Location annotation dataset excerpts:
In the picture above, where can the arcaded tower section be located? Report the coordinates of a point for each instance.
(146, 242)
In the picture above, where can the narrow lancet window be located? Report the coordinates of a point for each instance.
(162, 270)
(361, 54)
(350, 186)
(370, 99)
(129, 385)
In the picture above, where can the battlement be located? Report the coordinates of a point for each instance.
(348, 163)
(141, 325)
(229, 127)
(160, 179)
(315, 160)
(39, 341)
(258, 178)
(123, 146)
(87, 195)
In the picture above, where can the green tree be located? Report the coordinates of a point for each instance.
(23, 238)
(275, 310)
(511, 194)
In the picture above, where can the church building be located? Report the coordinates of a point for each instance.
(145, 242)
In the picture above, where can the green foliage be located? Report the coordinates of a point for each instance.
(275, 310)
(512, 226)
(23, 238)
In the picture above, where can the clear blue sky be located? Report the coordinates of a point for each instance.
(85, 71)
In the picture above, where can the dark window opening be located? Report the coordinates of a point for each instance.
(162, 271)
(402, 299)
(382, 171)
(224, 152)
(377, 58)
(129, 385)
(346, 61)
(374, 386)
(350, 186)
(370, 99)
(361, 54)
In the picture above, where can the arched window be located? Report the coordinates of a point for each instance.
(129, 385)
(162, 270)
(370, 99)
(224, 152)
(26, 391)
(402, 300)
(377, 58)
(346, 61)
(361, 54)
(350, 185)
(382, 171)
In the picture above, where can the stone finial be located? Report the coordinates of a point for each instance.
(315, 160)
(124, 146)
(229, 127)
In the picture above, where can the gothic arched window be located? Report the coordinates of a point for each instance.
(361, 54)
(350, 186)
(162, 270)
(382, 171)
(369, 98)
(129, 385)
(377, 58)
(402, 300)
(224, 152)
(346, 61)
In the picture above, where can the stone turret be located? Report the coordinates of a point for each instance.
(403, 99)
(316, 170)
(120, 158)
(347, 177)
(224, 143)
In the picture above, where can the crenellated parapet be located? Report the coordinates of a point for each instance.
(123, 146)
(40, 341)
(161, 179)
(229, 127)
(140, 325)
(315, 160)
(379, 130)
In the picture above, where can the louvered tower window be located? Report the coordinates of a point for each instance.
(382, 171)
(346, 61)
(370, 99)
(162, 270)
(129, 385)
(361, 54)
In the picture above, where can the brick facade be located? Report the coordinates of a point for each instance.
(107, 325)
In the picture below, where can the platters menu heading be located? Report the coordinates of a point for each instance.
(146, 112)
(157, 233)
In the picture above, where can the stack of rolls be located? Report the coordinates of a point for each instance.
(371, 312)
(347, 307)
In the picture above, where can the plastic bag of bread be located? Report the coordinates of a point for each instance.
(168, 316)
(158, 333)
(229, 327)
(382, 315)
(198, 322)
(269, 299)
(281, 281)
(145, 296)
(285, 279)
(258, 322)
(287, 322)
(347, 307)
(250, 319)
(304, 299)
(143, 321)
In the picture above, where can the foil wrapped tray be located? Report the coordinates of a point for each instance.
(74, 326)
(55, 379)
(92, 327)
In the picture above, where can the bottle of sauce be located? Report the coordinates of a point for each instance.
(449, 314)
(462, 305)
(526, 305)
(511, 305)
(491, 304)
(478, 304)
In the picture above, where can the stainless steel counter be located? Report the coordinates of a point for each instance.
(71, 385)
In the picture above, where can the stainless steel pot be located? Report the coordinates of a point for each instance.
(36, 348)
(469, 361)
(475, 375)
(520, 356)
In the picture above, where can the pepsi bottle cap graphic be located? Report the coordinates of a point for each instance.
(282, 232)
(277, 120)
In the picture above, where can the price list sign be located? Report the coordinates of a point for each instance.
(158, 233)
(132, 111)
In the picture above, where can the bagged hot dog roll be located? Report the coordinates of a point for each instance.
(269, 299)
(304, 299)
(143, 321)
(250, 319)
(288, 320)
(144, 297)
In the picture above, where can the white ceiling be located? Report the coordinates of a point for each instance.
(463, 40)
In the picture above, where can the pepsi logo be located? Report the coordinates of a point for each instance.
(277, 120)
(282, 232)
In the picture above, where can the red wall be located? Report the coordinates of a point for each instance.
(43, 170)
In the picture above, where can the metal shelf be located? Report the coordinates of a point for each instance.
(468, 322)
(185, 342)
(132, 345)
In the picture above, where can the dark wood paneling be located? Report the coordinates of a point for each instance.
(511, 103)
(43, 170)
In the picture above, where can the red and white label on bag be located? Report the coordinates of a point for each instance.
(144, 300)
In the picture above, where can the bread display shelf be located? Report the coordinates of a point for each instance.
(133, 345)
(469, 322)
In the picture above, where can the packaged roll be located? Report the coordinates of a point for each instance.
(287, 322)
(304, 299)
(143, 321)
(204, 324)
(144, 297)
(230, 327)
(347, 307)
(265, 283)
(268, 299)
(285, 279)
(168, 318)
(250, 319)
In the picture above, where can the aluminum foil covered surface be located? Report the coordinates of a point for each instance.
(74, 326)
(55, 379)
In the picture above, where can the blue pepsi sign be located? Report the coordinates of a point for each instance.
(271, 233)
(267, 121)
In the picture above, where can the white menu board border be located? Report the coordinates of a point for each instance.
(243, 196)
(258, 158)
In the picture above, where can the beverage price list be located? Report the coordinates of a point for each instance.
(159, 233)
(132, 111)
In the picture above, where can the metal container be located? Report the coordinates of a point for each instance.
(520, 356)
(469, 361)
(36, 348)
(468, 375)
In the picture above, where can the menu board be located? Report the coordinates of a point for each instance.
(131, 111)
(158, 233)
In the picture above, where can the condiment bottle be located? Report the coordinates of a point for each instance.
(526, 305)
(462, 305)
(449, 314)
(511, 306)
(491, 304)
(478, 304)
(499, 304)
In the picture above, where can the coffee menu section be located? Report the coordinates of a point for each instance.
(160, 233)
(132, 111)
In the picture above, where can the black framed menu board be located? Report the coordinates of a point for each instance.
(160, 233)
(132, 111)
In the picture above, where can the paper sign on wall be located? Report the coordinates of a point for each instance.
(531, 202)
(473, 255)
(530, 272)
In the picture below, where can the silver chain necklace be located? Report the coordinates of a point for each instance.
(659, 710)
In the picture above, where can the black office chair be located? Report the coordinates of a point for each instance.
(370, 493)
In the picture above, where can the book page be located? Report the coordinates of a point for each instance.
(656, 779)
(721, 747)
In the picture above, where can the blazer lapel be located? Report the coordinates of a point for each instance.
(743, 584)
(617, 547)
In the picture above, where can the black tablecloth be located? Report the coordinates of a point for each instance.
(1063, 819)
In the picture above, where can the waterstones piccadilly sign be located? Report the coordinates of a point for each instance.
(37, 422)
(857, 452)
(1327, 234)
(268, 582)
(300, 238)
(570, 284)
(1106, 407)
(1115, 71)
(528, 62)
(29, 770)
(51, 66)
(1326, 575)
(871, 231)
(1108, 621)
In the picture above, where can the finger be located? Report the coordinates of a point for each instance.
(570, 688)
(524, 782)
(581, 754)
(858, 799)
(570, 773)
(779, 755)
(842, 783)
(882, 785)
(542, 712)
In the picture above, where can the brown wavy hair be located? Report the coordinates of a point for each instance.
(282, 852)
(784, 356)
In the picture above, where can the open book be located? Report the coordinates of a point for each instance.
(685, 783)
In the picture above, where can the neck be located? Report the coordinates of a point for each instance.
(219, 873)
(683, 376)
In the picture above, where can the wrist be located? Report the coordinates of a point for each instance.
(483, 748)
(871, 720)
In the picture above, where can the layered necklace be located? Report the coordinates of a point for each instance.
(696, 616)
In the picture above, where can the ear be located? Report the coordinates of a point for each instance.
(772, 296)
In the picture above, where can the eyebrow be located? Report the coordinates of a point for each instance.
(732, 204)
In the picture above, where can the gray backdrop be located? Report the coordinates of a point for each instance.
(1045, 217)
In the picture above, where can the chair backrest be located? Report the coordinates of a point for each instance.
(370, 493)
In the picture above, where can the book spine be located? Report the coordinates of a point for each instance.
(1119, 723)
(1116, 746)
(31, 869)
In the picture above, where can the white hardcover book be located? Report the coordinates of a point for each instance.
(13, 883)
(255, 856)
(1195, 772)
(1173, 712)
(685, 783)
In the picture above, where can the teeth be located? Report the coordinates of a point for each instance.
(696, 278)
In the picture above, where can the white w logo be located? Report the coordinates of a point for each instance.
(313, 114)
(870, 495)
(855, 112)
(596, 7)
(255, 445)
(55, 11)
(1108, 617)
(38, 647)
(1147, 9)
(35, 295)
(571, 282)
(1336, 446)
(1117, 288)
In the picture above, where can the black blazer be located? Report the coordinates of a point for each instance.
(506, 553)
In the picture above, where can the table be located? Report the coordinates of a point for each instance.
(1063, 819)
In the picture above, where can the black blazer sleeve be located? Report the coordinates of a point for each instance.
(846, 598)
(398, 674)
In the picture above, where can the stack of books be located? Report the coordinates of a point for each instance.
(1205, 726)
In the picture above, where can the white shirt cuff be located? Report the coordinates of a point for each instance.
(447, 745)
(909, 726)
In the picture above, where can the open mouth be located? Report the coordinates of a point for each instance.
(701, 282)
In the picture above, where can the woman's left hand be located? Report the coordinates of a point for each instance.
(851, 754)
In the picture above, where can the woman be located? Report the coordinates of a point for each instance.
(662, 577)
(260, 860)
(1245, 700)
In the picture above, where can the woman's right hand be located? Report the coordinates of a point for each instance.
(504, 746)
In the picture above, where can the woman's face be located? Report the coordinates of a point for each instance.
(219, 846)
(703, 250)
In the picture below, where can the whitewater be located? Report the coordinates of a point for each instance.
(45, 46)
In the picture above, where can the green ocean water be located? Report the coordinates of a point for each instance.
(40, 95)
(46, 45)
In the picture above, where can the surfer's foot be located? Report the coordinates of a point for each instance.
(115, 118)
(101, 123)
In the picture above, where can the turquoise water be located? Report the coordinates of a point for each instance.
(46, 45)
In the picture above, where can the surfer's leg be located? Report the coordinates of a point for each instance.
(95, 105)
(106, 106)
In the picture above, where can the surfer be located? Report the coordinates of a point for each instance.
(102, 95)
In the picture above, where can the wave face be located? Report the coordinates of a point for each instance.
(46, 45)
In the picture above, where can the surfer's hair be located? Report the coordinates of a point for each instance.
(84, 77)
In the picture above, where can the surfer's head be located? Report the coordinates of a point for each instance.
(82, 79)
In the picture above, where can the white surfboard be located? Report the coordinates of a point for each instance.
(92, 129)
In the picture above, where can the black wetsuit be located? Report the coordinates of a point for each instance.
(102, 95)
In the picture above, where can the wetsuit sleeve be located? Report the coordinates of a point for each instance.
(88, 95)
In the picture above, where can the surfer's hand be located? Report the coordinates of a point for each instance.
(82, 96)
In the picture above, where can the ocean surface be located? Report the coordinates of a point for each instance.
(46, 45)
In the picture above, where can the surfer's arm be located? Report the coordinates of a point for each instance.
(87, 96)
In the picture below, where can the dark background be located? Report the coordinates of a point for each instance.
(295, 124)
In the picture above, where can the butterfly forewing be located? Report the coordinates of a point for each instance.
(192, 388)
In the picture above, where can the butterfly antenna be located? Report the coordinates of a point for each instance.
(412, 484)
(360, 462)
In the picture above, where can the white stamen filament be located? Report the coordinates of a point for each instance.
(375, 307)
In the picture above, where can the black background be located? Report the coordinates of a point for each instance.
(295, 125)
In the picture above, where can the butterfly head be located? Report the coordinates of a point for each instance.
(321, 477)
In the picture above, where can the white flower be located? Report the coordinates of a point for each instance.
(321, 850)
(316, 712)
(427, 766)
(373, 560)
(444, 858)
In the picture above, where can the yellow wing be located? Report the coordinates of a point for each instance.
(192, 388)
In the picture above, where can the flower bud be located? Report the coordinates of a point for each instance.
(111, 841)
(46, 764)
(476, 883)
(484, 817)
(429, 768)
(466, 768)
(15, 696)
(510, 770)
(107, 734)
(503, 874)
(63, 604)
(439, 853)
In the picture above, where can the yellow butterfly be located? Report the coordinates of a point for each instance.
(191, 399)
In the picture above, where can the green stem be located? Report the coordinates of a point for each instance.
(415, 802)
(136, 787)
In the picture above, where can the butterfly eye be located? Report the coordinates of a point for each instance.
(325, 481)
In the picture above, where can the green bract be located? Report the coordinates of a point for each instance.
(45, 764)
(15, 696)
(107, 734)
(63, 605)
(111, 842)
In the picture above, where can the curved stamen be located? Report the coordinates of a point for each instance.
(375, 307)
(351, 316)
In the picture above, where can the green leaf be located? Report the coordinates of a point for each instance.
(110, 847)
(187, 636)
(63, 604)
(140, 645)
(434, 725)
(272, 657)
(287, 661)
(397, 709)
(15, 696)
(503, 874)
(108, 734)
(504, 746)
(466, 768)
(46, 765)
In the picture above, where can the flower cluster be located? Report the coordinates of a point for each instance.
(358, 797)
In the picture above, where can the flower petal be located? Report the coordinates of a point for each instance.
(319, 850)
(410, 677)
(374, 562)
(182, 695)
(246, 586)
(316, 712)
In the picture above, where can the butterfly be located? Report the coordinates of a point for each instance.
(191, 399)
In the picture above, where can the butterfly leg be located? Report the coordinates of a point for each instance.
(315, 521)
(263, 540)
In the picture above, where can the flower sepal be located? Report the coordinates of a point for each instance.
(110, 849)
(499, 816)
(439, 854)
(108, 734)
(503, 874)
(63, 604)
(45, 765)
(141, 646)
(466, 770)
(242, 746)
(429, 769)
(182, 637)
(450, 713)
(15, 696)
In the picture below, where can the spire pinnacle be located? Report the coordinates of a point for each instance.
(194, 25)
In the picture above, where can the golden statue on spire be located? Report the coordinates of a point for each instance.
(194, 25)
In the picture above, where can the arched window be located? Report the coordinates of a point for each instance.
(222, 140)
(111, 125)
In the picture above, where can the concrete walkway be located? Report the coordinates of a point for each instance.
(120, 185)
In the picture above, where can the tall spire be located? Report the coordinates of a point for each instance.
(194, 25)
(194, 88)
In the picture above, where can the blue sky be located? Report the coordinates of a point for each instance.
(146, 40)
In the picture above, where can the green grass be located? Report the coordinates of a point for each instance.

# SET PROBLEM:
Return exactly the lines from the one containing "In the picture above, where can the golden" through the last line of the records above, both included, and nothing else.

# TASK SOLUTION:
In the picture above, where can the golden statue on spire be located? Report the coordinates of a point for each instance.
(194, 25)
In the picture above, where can the arched window be located? Report the coordinates of a point for each instance.
(222, 140)
(111, 125)
In the picture above, where can the concrete walkway be located? Report the coordinates of a point for each instance.
(120, 185)
In the picture above, where can the tall spire be located? Report the coordinates of a point for each instance.
(194, 25)
(194, 88)
In the picture above, where can the blue sky be located? Report the coordinates of a point for each instance.
(146, 40)
In the picture above, where can the green grass be located? Report the coordinates of a point for each instance.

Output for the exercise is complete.